Where a record contains an image, leave the image out and print the rest exactly.

▸ **Data shown**
══════

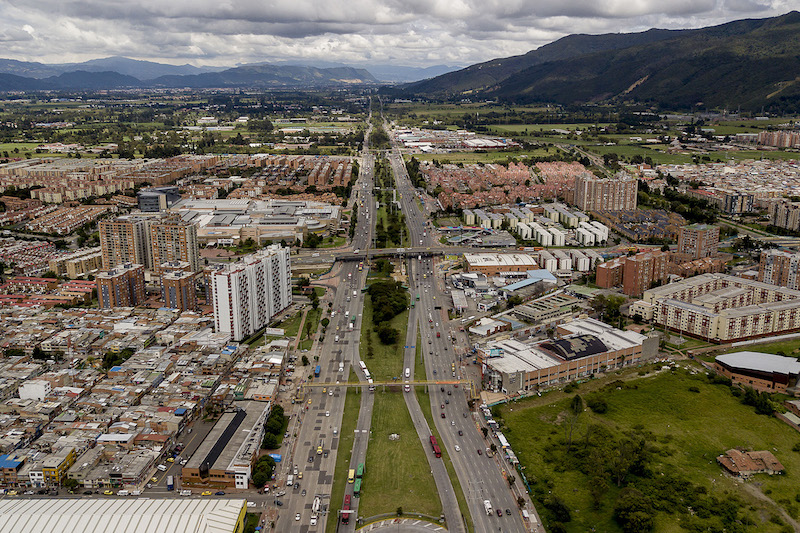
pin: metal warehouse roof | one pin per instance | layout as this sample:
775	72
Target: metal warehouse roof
761	362
121	515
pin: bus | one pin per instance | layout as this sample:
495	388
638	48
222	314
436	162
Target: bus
435	446
346	509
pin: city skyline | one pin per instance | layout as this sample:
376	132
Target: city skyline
357	33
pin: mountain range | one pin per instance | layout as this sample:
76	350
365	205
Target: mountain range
747	63
122	72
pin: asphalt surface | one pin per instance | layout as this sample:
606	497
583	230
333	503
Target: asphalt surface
316	421
480	476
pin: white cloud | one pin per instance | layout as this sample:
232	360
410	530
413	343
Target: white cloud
410	32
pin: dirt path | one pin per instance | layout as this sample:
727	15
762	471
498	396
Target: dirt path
751	489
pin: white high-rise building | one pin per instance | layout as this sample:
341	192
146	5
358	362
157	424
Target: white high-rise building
248	293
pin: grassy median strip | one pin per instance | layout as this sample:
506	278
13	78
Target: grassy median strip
386	361
397	475
425	404
352	406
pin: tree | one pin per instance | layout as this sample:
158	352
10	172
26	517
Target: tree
270	442
573	413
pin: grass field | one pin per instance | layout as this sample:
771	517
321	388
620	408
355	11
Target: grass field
425	405
352	406
396	471
686	431
387	361
484	157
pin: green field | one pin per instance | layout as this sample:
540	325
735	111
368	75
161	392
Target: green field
352	406
396	471
684	431
387	361
485	157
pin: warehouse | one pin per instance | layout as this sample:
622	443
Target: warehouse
121	515
499	264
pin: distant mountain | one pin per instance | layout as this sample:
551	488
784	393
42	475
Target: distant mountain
748	62
248	76
269	76
142	70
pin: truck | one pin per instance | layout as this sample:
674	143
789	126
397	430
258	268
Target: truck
488	506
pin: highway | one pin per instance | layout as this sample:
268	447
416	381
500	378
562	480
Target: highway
480	476
321	411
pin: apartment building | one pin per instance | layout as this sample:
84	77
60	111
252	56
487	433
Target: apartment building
617	194
125	240
174	240
178	290
698	240
779	267
248	293
122	286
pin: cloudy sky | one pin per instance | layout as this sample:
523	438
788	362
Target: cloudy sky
400	32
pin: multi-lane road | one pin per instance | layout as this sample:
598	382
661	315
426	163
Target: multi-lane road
479	475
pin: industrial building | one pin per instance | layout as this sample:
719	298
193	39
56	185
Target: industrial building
583	347
762	371
226	456
499	264
123	515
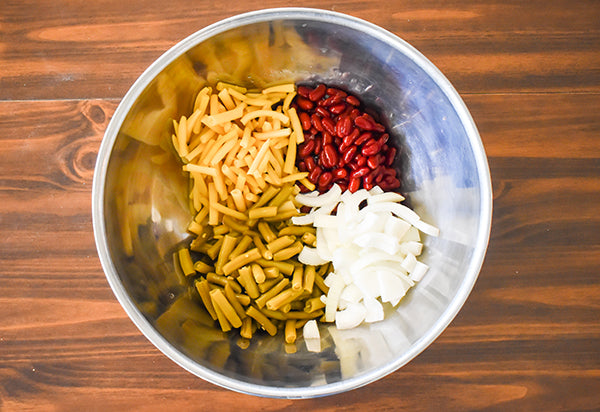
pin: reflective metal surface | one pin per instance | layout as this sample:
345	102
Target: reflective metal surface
140	208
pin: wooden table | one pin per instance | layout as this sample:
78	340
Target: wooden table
528	338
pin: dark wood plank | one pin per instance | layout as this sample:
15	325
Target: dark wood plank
528	338
65	50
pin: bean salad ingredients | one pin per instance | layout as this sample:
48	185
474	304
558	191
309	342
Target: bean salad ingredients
343	144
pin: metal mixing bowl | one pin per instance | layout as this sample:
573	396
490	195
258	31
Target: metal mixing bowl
140	209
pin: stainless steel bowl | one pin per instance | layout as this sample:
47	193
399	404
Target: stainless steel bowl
140	212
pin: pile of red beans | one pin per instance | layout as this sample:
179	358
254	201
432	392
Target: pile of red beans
343	144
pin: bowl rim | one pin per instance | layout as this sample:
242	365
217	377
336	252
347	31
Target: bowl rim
258	16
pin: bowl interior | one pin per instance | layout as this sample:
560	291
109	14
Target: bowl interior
142	214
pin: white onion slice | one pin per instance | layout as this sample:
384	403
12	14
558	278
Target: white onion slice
310	256
320	200
350	317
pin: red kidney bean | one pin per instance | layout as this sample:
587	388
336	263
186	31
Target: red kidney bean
328	125
331	100
370	148
321	111
389	156
331	156
338	108
368	182
315	120
343	127
373	162
333	91
360	160
363	138
314	175
363	171
354	184
349	139
340	173
303	91
362	123
306	148
304	103
310	163
348	155
325	178
304	120
343	143
318	146
317	93
352	100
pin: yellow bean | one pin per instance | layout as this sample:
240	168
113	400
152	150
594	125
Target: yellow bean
261	301
290	331
283	298
288	252
247	280
258	316
258	273
262	212
265	253
227	247
220	301
280	243
266	232
309	278
241	260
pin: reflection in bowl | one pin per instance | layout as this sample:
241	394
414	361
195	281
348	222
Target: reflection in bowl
141	212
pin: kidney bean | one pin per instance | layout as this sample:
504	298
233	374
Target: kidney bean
363	138
354	184
348	155
352	100
331	156
334	91
340	173
343	143
370	148
331	100
328	125
315	120
368	182
314	175
363	123
317	93
303	91
306	148
360	160
318	145
343	127
373	161
363	171
348	140
337	108
321	111
304	103
325	178
310	163
390	156
304	120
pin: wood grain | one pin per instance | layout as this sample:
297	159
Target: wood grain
528	337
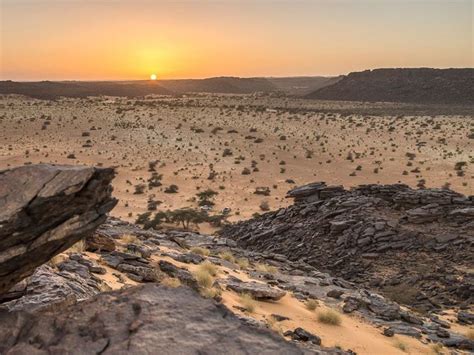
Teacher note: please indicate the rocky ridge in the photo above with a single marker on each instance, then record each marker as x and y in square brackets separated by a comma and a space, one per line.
[415, 246]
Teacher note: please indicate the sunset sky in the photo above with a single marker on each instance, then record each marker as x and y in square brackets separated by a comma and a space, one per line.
[125, 39]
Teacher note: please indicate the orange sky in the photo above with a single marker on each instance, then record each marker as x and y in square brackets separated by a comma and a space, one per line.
[120, 39]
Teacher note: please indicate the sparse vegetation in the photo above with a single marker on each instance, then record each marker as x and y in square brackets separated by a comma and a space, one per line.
[330, 317]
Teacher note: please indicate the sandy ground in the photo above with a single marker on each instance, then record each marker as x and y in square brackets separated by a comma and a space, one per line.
[353, 333]
[187, 138]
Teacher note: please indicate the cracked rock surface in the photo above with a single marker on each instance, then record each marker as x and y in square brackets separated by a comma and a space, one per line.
[45, 209]
[136, 320]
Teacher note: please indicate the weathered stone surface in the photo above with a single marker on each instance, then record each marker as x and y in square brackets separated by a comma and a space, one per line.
[45, 209]
[300, 334]
[355, 234]
[259, 291]
[140, 320]
[100, 242]
[47, 288]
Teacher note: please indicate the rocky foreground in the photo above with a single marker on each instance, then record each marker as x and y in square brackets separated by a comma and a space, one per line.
[129, 290]
[414, 246]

══════

▸ **Result of the exercise**
pin: metal warehouse roof | one pin per instance | layout as this sample:
775	72
Target: metal warehouse roof
761	362
121	515
pin: bus | one pin per instance | layout as this sample:
495	388
638	48
222	314
436	162
Target: bus
435	446
346	509
pin: city skyline | one pin per instance | layout as this sample:
376	132
Target: city skyline
357	33
pin: mountain range | one pin per instance | layout as this sample:
76	350
365	205
Target: mountain range
747	63
122	72
pin: asphalt surface | one pin per instance | layout as this sample:
606	497
583	230
333	503
Target: asphalt surface
316	421
480	476
pin: white cloud | one pin per instance | layout as this sample:
232	360
410	530
413	343
Target: white cloud
410	32
pin: dirt path | one pin per instance | layout as this sample:
727	15
762	471
498	396
Target: dirt path
751	489
pin: white high-rise building | one pin per instance | layout as this sample:
341	192
146	5
358	362
157	424
Target: white high-rise building
248	293
pin: grassy median strip | one pin per instance | layout as this sample:
506	278
13	78
Target: grassy median strip
386	361
397	475
425	404
352	406
pin: tree | one pin per instance | layout as this sample:
158	352
10	172
26	517
Target: tree
270	442
573	413
pin: grass field | one pin per instance | layout as this sample:
771	517
321	388
620	408
355	11
Target: grass field
425	405
352	406
396	471
686	431
387	361
484	157
pin: green field | one pin per instance | layout as this sample:
540	325
735	111
368	75
161	392
Target: green field
352	406
396	471
684	431
387	361
485	157
pin: warehouse | one pin per instance | layout as this sample:
622	443
Target: warehouse
121	515
499	264
pin: distant mountain | one pin per instance | layout as this sample:
551	488
784	393
42	475
Target: distant mountain
748	62
248	76
269	76
142	70
pin: truck | one pin per instance | layout as this sample:
674	143
789	126
397	430
258	268
Target: truck
488	506
pin: highway | one pin per instance | layout as this sample:
268	447
416	381
500	378
562	480
Target: highway
480	476
321	411
pin: apartment building | one pin per instance | layout as this sample:
84	77
60	111
252	56
487	433
Target: apartment building
617	194
125	240
174	240
178	290
698	240
779	267
248	293
122	286
pin: cloudy sky | one pin per instance | layout as this sample:
523	438
788	362
Target: cloudy sky
400	32
pin: multi-lane road | one pin per instance | layout as this sample:
598	382
661	315
426	163
Target: multi-lane road
479	475
pin: industrial building | one pin per instance | layout as this sample:
719	298
193	39
56	185
Target: industrial building
583	347
762	371
226	456
499	264
123	515
pin: reflective metal surface | one pin per instance | layout as this sample:
345	102
Target: reflective metal surface
140	208
pin: wooden table | one pin per instance | layout as this sample:
78	340
Target: wooden table
528	338
pin: dark wood plank | one pin per instance | layout as this sample:
15	325
Target: dark wood plank
528	338
65	50
pin: bean salad ingredients | one pin per instance | layout as this sample:
48	185
474	304
558	191
309	342
Target: bean salad ingredients
343	144
pin: metal mixing bowl | one pin per instance | layout as this sample:
573	396
490	195
258	31
Target: metal mixing bowl
140	209
pin: stainless steel bowl | one pin per instance | layout as this sample:
47	193
399	404
Target: stainless steel bowl
140	212
pin: pile of red beans | one pin per instance | layout as this sample:
179	358
254	201
432	392
Target: pile of red beans
343	144
pin: bowl rim | one pin per instance | layout as this sample:
242	365
217	377
336	252
347	31
Target: bowl rim
258	16
pin: bowl interior | one pin per instance | layout as this sample:
560	291
109	14
Target: bowl interior
142	214
pin: white onion slice | one pin per instance | layout as this sample:
384	403
12	14
558	278
Target: white onion slice
310	256
320	200
350	317
pin: red kidney bean | one pin per instance | layout as this sample:
587	388
336	263
186	31
Target: red kidney bean
328	125
331	100
370	148
321	111
389	156
331	156
338	108
368	182
315	120
343	127
373	162
333	91
360	160
363	138
314	175
363	171
354	184
349	139
340	173
303	91
362	123
306	148
304	103
310	163
348	155
325	178
304	120
343	143
318	146
317	93
352	100
pin: yellow bean | one pin per instance | layout as this sample:
240	168
113	400
152	150
594	125
Target: yellow bean
261	301
290	331
283	298
288	252
247	280
258	316
258	273
262	212
265	253
227	247
220	301
280	243
266	232
309	278
241	260
pin: reflection in bowl | one pin per instance | layout as this sample:
241	394
414	361
195	281
348	222
Target: reflection in bowl
141	212
pin: kidney bean | one pin per instance | layout as this sample:
504	298
233	374
Target: kidney bean
363	138
354	184
348	155
352	100
331	156
334	91
340	173
343	143
370	148
331	100
328	125
315	120
368	182
314	175
363	123
317	93
303	91
306	148
360	160
318	145
343	127
373	161
363	171
348	140
337	108
321	111
304	103
325	178
310	163
390	156
304	120
pin: wood grain | one pin per instance | layout as this sample:
297	159
Target: wood grain
528	337
Teacher note: please indicate the rocky ridge in the photo above with a single marker on each instance, then record each marker as x and y in square brackets separated by a comma and a space, one per line.
[415, 246]
Teacher note: please indicate the sunset sky in the photo above with a single marker on each instance, then record each marker as x and y in square brackets separated by a comma and a space, one per line.
[125, 39]
Teacher note: please indicate the orange sky in the photo above with a single marker on each instance, then record each marker as x and y in square brackets separated by a comma and a space, one per line.
[120, 39]
Teacher note: please indicate the sparse vegetation in the photo above with a single marker on each instance, then record each marker as x and y in square brackets separated by a comma and a space, one per line.
[330, 317]
Teacher note: please indicate the sandy ground in the photo above with a single marker on each instance, then record each marker as x and y in square brackets separated by a comma and a space, one per line.
[353, 333]
[187, 138]
Teacher note: please indicate the cracked rock surface in the photo above with a single marker on each instance, then record each marker as x and y in square brackets separated by a comma and a space, one per line.
[45, 209]
[136, 320]
Teacher note: please indicate the weathered stone surface in the photo above with a single marker on each instance, then record each marker as x and y in square brackets separated by a comma and a space, one per line.
[45, 209]
[300, 334]
[355, 234]
[259, 291]
[140, 320]
[100, 242]
[47, 288]
Teacher note: please indicate the rocky foreground in the photo above with a single marker on each instance, then record each marker as x and y in square brackets separated by a comma and a space, one per line.
[129, 290]
[414, 246]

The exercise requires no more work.